(PROBLEM 1): Render this sentence from the forum thread on jazz into Spanish: "I like music with some form, structure and good ideas."

## start SOURCE EXCERPT

I don't seek it out, though if it's playing in a bar, I'm not going to walk out.


----------



## nikola (Sep 7, 2012)

I like that kind of jazz that people don't consider to be 'TRUE' jazz... and that is Glenn Miller, Louis Armstrong... probably some swing, dixie, etc. 
I don't care for cacophony from Miles Davis or most stuff from Coltrane... ok, I do like stuff like "My Favorite Things" or "Equinox", but jazz is mostly to me tedious noise with everlasting tones without meaning or purpose. I also don't like smooth jazz and not even smooth jazz from guys like Coltrane... it all sounds pathetic, but not in a good way.
I like music with some form, structure and good ideas. Formless jazz to me is not even music... it's just bunch of tones pretending to be music. 
To me such jazz is great like an idea and it's like something that tends to be something really great, but in 99% of the cases it just simply isn't. 
On the other hand I didn't hear enough of jazz. I've heard here and there brilliant and fun jazz music, but I was never enough interested to swim through the sea of **** to find something that I will like.


----------



## Belowpar (Jan 14, 2015)

I've never previously heard the phrase "true jazz".


----------



## Belowpar (Jan 14, 2015)

Manxfeeder said:


> Thanks for the encouragement. But it's kind of an obsession, so I only take it in small doses.


I am also fascinated and puzzled in equal measures by that you are saying. I hope you don't feel like I'm calling you out, but I would be interested if you'd take a little time to explain why it's obsessive in a way that needs to be controlled?


----------



## nikola (Sep 7, 2012)

Coltrane is smooth jazz too:





It's same old story. Jazz is like commercials on TV. Just because you haven't seen all commercials doesn't mean that you don't have a slightest clue what you will hear/see next. Jazz is everywhere... on raido, on TV, in cafe bars, etc. It's annoying muzak.

Just because I didn't hear all jazz doesn't mean I didn't hear enough. Jazz is just like commercials... it's everywhere. It's part of our culture and unfortunately we're not able to escape from that no matter how much we try. Of course, I didn't hear all jazz and I really don't want to.


----------



## norman bates (Aug 18, 2010)

nikola said:


> Coltrane is smooth jazz too:


that is smooth but it's not smooth jazz at all.


----------



## nikola (Sep 7, 2012)

norman bates said:


> that is smooth but it's not smooth jazz at all.


Yeah... you're right. It's probably smooth pop then.


----------



## norman bates (Aug 18, 2010)

nikola said:


> Yeah... you're right. It's probably smooth pop then.


Nope, those are sophisticated songs written by some great american songwriters (who sometimes don't have any relation with jazz) played by sophisticated jazz musicians. Smooth jazz means very simple music, often without improvisation just to make money.


----------



## nikola (Sep 7, 2012)

This is something that I like, but I don't know is it 'real/true' jazz:


----------



## Musicophile (May 29, 2015)

## end SOURCE EXCERPT
## start MATERIAL TO PROCESS

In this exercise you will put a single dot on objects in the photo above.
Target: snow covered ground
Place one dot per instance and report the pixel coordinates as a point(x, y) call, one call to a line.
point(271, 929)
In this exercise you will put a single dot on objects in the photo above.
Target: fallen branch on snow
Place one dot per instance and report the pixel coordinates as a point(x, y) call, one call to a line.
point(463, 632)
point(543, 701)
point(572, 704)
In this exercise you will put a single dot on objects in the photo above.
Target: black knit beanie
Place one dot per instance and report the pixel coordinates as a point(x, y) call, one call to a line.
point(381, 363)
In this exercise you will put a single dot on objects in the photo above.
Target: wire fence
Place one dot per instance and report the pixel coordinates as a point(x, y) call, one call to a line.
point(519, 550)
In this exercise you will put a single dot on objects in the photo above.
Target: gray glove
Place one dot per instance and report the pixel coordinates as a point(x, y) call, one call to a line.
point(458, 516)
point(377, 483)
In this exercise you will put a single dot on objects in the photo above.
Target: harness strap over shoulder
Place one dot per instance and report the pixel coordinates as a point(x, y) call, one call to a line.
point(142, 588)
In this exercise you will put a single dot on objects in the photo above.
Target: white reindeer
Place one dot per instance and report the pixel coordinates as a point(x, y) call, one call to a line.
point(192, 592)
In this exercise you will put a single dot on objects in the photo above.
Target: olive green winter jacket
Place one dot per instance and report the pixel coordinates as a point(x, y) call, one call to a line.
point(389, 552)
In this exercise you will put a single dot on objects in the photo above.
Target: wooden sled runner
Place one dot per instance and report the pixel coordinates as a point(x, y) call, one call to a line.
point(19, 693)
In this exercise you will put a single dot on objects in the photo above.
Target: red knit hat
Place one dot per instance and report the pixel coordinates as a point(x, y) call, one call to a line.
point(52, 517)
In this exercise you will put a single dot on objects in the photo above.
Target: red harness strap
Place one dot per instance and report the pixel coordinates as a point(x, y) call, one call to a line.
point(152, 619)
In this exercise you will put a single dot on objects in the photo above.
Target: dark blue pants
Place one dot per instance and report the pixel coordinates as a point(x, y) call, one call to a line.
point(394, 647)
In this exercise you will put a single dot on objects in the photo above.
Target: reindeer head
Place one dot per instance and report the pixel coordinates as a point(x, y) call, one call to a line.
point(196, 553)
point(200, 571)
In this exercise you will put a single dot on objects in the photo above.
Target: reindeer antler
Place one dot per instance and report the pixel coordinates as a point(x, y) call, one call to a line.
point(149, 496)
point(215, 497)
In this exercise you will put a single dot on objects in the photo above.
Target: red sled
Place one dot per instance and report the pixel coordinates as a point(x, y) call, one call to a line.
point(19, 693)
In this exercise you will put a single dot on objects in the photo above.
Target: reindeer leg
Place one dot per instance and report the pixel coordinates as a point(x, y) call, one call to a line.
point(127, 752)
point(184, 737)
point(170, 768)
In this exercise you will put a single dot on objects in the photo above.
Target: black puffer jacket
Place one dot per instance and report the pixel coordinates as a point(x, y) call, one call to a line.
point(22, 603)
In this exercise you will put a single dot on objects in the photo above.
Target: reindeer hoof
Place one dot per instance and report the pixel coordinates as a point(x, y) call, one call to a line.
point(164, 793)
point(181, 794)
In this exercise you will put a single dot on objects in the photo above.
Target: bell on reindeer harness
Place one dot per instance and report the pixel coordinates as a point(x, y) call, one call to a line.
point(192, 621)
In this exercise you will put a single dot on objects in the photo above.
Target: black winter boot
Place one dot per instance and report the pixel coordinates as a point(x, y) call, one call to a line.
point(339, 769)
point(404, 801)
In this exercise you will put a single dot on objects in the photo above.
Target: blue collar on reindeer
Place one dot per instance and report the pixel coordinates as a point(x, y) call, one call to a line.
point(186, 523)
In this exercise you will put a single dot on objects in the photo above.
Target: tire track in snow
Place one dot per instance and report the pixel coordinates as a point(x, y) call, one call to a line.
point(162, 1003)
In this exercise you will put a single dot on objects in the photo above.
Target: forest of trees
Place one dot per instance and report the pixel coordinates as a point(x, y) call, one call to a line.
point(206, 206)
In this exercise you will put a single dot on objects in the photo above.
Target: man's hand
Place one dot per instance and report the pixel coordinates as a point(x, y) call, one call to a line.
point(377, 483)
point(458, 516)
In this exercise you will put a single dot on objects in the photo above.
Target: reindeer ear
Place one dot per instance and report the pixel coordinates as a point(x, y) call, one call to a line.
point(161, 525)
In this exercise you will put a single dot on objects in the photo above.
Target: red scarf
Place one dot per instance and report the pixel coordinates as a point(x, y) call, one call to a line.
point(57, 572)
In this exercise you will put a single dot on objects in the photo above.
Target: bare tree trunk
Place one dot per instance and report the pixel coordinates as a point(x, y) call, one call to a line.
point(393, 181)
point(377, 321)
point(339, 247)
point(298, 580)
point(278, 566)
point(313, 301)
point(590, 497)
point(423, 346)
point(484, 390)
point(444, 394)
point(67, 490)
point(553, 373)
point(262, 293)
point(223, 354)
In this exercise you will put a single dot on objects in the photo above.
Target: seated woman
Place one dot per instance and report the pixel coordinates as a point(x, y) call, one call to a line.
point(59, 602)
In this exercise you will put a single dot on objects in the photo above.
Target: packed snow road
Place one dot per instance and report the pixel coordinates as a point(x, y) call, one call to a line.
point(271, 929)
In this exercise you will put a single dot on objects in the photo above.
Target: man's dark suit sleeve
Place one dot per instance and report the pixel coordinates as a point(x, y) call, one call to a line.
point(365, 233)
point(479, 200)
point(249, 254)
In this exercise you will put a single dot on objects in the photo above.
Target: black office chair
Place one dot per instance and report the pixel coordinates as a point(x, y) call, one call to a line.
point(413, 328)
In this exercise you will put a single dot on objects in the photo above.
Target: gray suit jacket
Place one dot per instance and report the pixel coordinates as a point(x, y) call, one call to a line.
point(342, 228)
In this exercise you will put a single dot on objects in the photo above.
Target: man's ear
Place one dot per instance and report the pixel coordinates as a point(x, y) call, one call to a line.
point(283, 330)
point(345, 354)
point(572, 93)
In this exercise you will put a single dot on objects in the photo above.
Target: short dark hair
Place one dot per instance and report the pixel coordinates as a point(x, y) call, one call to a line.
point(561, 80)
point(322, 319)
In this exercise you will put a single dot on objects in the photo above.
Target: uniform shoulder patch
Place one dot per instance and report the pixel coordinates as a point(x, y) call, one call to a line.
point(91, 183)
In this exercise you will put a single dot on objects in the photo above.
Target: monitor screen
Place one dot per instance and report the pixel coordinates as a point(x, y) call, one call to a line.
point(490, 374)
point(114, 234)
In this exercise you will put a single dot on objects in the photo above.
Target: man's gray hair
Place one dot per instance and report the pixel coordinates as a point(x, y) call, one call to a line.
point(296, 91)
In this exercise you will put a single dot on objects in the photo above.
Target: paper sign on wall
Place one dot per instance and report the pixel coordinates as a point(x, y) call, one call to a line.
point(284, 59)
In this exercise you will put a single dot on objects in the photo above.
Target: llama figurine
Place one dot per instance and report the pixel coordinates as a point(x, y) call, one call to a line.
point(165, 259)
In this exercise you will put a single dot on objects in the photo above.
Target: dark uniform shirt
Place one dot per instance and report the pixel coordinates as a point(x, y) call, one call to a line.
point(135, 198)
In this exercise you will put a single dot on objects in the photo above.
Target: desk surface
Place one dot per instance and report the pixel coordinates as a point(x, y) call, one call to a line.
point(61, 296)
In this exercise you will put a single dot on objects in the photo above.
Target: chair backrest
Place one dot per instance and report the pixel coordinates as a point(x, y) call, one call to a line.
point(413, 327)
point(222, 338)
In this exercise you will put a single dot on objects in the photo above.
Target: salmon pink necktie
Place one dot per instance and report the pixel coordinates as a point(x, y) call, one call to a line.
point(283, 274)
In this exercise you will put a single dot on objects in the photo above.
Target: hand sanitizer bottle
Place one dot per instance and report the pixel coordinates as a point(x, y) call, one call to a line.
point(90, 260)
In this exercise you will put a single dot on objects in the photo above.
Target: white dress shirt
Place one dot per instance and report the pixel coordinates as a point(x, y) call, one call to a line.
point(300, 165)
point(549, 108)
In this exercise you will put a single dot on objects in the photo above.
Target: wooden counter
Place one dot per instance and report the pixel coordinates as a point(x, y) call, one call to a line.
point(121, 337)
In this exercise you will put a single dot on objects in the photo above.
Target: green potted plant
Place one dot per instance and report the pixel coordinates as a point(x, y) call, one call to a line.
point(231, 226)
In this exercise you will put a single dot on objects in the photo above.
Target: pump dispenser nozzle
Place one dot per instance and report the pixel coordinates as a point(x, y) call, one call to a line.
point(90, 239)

## end MATERIAL TO PROCESS
## start MATERIAL TO PROCESS

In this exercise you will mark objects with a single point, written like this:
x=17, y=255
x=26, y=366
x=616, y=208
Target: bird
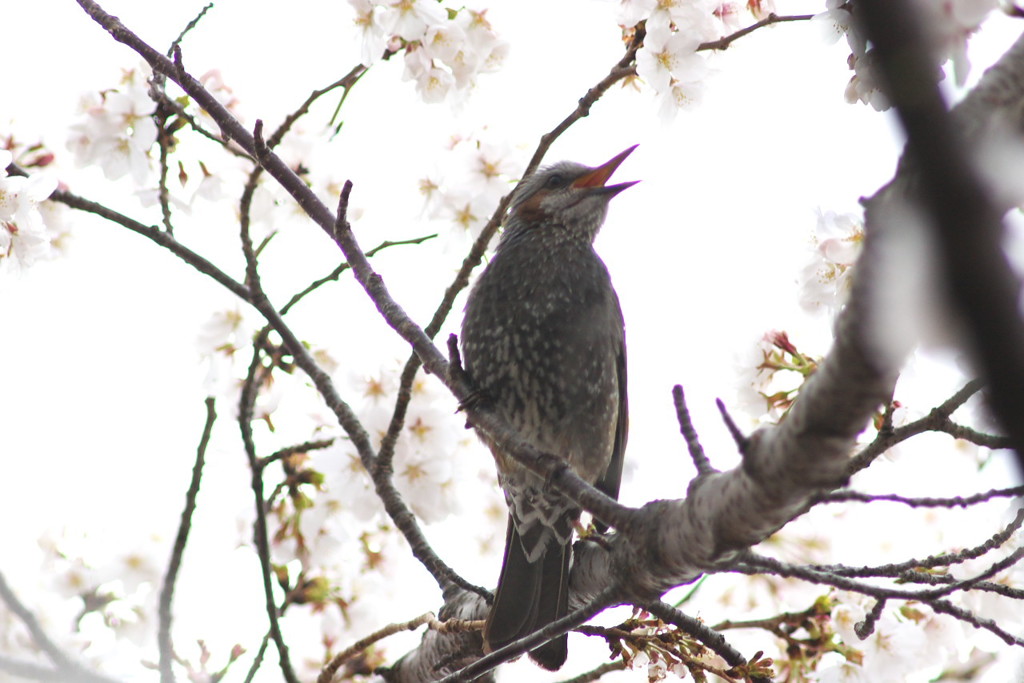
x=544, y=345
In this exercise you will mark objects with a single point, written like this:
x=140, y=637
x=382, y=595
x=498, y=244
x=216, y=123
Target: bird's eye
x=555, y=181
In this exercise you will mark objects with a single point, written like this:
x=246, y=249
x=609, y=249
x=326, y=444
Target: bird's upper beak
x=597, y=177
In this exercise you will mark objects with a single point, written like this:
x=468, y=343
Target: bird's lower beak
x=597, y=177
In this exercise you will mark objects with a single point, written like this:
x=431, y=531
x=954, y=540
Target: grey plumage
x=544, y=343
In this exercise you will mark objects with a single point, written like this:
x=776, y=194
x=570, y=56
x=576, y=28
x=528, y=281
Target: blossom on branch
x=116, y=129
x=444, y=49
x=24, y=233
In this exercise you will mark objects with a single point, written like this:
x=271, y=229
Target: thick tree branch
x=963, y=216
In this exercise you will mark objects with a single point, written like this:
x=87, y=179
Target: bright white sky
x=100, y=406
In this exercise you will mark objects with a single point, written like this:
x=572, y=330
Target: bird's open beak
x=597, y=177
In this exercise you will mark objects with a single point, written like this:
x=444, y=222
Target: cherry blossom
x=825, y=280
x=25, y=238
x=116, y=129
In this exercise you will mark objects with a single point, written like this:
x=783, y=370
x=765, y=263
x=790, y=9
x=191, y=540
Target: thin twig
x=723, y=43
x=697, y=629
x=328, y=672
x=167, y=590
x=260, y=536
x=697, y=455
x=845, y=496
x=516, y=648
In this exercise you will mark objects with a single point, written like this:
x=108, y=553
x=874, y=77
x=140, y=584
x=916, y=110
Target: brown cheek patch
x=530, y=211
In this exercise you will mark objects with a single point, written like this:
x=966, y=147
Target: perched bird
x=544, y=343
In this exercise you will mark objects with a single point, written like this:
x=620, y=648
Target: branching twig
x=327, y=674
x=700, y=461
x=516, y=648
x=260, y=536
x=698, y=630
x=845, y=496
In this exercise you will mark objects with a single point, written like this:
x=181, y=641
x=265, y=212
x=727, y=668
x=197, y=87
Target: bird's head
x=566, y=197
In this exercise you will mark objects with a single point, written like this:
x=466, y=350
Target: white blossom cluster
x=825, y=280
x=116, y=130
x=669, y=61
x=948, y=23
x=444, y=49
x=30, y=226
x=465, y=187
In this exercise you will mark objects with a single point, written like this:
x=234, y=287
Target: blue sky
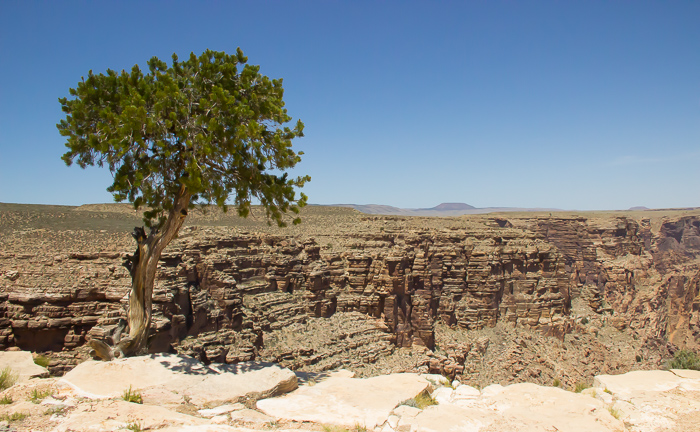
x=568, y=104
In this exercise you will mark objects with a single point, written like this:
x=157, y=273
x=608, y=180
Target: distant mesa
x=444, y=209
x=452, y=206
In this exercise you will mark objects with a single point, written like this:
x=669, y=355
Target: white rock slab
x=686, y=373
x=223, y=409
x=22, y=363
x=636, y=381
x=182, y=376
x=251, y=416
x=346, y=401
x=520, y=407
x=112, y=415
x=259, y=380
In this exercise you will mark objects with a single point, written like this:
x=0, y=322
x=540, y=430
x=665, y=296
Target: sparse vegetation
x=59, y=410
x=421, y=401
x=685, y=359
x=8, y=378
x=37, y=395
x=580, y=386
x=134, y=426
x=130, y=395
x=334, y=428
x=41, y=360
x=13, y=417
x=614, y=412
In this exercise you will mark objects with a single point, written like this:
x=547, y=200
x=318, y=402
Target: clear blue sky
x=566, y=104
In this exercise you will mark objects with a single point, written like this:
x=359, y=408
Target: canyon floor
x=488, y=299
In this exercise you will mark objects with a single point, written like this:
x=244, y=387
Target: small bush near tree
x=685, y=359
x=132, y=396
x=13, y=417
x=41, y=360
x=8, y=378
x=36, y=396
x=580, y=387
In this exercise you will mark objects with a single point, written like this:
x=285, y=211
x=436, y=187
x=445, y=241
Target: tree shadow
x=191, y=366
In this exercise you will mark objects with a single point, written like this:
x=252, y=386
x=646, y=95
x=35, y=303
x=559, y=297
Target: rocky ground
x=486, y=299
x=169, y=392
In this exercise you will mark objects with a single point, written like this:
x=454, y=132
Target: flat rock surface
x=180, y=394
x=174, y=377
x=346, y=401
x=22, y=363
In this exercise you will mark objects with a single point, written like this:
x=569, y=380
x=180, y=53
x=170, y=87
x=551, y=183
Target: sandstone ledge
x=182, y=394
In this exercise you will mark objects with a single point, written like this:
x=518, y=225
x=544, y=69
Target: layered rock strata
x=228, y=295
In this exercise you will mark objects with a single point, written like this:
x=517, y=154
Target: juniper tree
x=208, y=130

## end MATERIAL TO PROCESS
## start MATERIAL TO PROCESS

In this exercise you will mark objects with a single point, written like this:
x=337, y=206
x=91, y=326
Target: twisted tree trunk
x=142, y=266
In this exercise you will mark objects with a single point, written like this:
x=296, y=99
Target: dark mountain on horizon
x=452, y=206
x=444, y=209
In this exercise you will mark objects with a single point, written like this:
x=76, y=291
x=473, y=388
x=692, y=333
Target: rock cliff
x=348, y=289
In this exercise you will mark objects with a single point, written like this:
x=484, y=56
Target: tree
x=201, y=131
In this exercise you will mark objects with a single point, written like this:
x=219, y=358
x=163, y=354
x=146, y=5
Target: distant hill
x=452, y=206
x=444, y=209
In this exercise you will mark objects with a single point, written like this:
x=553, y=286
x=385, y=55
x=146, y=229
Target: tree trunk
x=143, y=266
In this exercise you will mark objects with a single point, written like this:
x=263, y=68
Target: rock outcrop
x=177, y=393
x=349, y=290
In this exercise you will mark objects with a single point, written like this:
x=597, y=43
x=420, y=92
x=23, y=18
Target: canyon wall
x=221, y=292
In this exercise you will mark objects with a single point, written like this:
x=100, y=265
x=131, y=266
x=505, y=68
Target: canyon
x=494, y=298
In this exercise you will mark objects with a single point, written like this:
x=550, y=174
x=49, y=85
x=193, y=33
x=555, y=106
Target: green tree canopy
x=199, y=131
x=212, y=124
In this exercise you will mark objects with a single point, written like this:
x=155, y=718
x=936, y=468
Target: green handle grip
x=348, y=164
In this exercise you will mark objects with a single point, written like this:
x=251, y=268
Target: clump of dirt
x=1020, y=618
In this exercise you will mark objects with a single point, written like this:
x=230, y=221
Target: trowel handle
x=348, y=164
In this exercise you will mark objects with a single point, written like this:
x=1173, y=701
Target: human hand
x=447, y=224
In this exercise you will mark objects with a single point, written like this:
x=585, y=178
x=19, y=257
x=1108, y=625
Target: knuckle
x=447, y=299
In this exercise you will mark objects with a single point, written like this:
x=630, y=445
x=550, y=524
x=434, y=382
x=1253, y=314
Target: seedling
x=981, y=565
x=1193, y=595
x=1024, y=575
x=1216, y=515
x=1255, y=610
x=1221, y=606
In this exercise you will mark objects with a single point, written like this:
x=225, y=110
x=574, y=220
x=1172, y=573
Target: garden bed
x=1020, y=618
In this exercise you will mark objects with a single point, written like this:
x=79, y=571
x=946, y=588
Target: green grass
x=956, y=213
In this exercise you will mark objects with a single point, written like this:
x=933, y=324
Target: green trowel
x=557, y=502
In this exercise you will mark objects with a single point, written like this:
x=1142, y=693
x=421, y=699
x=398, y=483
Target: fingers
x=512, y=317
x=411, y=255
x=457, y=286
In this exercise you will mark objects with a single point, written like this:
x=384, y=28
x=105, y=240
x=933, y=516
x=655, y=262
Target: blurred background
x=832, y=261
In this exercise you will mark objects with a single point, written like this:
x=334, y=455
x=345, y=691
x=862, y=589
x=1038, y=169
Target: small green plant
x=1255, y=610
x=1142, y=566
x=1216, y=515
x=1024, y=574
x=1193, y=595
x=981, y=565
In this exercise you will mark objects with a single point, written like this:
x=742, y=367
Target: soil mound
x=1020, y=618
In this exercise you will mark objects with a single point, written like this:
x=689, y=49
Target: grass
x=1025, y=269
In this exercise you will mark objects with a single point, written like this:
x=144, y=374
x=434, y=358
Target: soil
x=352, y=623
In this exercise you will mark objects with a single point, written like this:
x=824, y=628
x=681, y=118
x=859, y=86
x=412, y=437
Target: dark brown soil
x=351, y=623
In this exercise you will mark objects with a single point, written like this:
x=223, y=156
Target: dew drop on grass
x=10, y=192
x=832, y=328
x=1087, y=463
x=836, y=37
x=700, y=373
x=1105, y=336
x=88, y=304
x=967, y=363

## end MATERIAL TO PROCESS

(PROBLEM 2): Locate every line in the entries above that contains the string "blossom", treating uppercase and lowercase letters as distinct.

(EXERCISE ANSWER 1): Me gusta la música con cierta forma, estructura y buenas ideas.

(EXERCISE ANSWER 2):
Target: blossom on branch
Target: cherry blossom
Target: white blossom cluster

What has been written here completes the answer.